◆ JOB: Restate the listing below word for word, omitting any images.

◆ EXERCISE MATERIAL:
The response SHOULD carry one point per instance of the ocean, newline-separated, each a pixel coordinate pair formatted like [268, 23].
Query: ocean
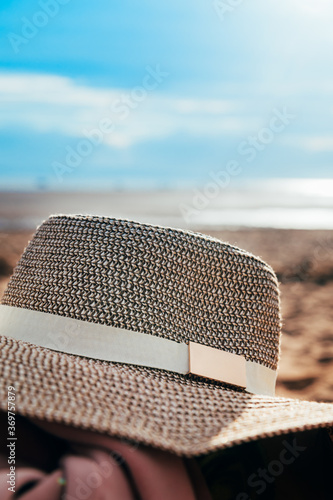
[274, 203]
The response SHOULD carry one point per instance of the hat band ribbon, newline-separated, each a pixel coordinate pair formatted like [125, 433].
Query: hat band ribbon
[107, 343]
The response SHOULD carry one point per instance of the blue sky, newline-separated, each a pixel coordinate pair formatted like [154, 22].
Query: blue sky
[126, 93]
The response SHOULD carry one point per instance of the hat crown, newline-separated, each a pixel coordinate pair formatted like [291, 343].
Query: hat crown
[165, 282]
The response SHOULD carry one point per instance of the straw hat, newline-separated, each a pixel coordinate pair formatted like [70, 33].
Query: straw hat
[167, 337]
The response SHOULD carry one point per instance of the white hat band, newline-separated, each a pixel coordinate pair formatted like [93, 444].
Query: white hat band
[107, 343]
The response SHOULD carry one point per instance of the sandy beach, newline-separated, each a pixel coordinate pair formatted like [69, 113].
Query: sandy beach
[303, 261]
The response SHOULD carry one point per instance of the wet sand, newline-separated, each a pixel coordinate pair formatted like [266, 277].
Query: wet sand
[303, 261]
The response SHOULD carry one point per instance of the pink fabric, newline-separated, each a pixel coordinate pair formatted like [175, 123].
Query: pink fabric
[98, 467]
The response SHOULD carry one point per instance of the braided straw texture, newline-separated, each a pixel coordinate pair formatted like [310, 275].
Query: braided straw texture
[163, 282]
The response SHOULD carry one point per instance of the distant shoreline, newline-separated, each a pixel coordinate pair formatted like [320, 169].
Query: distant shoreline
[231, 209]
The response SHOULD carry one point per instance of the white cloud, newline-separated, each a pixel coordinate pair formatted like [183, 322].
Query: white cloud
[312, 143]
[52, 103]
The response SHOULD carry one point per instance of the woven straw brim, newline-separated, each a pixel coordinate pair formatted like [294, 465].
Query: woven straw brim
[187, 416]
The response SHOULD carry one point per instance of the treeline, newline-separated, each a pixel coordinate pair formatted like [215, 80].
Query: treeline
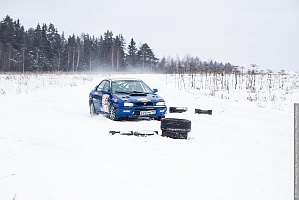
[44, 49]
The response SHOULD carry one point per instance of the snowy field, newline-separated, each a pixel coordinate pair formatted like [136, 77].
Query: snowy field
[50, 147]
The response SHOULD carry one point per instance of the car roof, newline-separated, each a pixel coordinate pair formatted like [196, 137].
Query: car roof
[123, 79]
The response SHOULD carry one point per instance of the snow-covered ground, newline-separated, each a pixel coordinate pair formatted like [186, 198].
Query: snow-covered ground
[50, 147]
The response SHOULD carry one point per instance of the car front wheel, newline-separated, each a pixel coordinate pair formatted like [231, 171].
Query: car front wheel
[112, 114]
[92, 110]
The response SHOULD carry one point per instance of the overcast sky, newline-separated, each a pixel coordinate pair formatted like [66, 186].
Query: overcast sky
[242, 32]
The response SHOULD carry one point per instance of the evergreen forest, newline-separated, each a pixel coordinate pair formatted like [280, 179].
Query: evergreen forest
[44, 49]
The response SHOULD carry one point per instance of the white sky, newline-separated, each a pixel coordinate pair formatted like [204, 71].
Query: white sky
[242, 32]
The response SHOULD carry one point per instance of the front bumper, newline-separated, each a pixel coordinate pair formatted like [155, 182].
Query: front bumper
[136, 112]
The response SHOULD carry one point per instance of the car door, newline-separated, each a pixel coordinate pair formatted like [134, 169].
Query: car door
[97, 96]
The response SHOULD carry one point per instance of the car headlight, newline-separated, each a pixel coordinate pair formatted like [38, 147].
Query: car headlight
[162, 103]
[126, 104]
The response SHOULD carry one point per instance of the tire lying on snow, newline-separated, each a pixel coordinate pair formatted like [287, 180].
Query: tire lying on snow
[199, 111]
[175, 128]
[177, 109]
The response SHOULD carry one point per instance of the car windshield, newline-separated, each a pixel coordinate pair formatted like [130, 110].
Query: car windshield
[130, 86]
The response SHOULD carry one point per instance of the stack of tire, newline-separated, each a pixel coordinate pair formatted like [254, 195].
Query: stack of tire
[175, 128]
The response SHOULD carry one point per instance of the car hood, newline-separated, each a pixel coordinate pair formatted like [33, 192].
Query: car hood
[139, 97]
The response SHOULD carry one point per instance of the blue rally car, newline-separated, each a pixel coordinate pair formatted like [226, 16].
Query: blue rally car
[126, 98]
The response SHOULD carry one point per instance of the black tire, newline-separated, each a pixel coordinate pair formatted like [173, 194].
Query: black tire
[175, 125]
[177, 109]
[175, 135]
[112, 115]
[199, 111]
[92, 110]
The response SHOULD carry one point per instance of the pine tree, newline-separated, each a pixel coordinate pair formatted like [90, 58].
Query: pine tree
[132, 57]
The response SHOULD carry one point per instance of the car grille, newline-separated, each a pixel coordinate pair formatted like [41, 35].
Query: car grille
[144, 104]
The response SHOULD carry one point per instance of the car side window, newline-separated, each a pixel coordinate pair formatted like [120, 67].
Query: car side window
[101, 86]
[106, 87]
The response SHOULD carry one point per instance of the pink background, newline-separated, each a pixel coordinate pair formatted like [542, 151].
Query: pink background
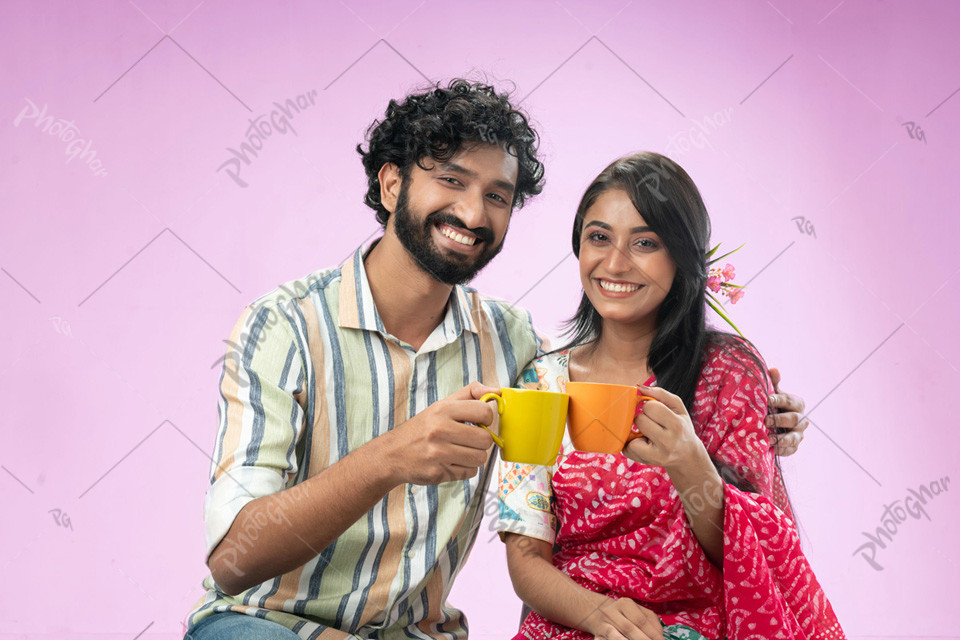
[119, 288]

◆ THE RESULT:
The response SHOULD carry one point per instance of the ocean, newline-separated, each a pixel coordinate pair formatted like [268, 23].
Query: ocean
[274, 203]
The response SHOULD carry one point per instance of the hat band ribbon, newline-separated, each a pixel coordinate pair formatted like [125, 433].
Query: hat band ribbon
[107, 343]
The response SHOULD carry one point per instance of the blue sky, newline-separated, each a pixel coordinate pair formatted like [154, 22].
Query: blue sky
[126, 93]
The response SHOULD carry one point per instance of the hat crown, newline-separated, each a pixel coordinate pair formatted like [291, 343].
Query: hat crown
[165, 282]
The response SHOULD carry one point per instance of the straw hat, newline-separated, each a pixel coordinate pair formatted like [70, 33].
Query: straw hat
[167, 337]
The response SHOULD carry one point per instance of the white hat band, newline-separated, each a pixel coordinate pair formatted like [93, 444].
Query: white hat band
[107, 343]
The response SHOULD carry one point per instance of the sandy beach, newline-separated, each a pixel coordinate pair formatted like [69, 113].
Query: sandy beach
[303, 261]
The response SHOULD carry one point per instance of the wet sand, newline-separated, each a pixel coordinate pair formatted like [266, 277].
Query: wet sand
[303, 261]
The response SHOULD carry one point per instance of the pink fabric, newline-separated, each a pixel coordinate pair formatted like [175, 123].
Query: pink fabric
[98, 467]
The response SHOULD carry one point per instance of the braided straw texture, newline-separated, each a pixel coordinate pair formatted like [310, 275].
Query: braided straw texture
[163, 282]
The response SHOULD carry one point per instance of the distant shoreline, newline-separated, each a pixel coordinate pair formatted like [320, 169].
Query: distant shoreline
[231, 209]
The response SHOULD carry one point per instance of the white cloud, newline-separated, each a pixel coordinate pair formatted like [183, 322].
Query: white cloud
[312, 143]
[52, 103]
The response SHOULD carry one point per instance of the woven straw brim, newline-separated, each a pixel coordinate pair formatted like [294, 465].
Query: woven straw brim
[187, 416]
The response SHOULD carry one point per instance of the treeline, newline-separated, each a pixel coordinate pair formatted like [215, 80].
Query: treeline
[44, 49]
The response SHOULD carry one point per instance of the snowy field, newline-separated, each a pixel coordinate pair formatted like [136, 77].
Query: snowy field
[50, 147]
The response SHOULD carry one point per instance of the car roof, newline-separated, each a pixel coordinate pair formatted like [196, 137].
Query: car roof
[123, 79]
The response SHOULD carry one point per instance of the snow-covered ground, newline-separated, each a pixel coordinate pair formatted like [186, 198].
Query: snow-covered ground
[50, 147]
The response SHOULD carry one point per instance of the car front wheel, newline-separated, each a pixel coordinate pair formatted like [231, 171].
Query: car front wheel
[112, 114]
[92, 110]
The response SHOULD carry one point per instance of the overcast sky, newline-separated, each a pixel coordinate pair formatted like [66, 186].
Query: overcast sky
[242, 32]
The response SHOULD carry one point per instance of the evergreen forest, newline-separated, each a pixel coordinate pair formatted like [280, 179].
Query: evergreen forest
[44, 49]
The response SHOULD carry one point per instance of the white sky, newline-separated, each a pixel coordinate pair formatted like [204, 71].
Query: white sky
[242, 32]
The response SHOULD carry one point per instance of the front bumper, newline-separated, each a pixel coordinate pair formatted like [155, 182].
Query: front bumper
[136, 112]
The response SHOULD carry one point per instance of the car door, newline-separated, each a pixel coordinate pair formatted like [134, 169].
Query: car door
[97, 96]
The response SHOULD carry one point per instance of the car headlight, newline-separated, each a pixel coordinate pair formatted like [38, 147].
Query: car headlight
[162, 103]
[126, 104]
The response SHOULD carry one point per instance of the tire lying on snow, newline-separated, each a pixel coordinate pair formatted like [287, 180].
Query: tire lying on snow
[199, 111]
[175, 128]
[177, 109]
The response SHOULD carry one point per instance of the car windshield, newline-separated, each a pixel coordinate pair formatted like [130, 110].
Query: car windshield
[130, 86]
The response SHOULD carry one point per instance of the stack of tire, newline-separated, each a pixel coordinate pair formatted like [254, 195].
Query: stack of tire
[175, 128]
The response SHOULD carry one point per instance of the car hood, newline-separated, each a pixel coordinate pair formatted like [33, 192].
Query: car hood
[139, 97]
The response SHOULD carry one point per instance of the blue rally car, newline-separated, each a pixel coordinate pair formatted like [226, 16].
Query: blue rally car
[126, 98]
The response SHOULD carry one point per instance of the black tire, newline-separated, each a pixel coordinate pair formatted like [173, 194].
Query: black tire
[175, 125]
[177, 109]
[175, 135]
[112, 115]
[199, 111]
[92, 110]
The response SHOULD carry one point per instance of the pine tree, newline-separated, each a pixel coordinate pair formatted like [90, 58].
Query: pine tree
[132, 57]
The response SHOULD carry one point per instance of the car grille, newline-separated, each a pixel coordinate pair formatted like [41, 35].
Query: car grille
[144, 104]
The response SHOULD carry one point per instance of the car side window, newline-separated, each a pixel coordinate pair formatted like [120, 67].
Query: car side window
[101, 86]
[106, 87]
The response SHOULD carry one point per instance of the pink background, newline-separated, each a pixel coordinate pair formatted like [542, 151].
Query: pink background
[119, 288]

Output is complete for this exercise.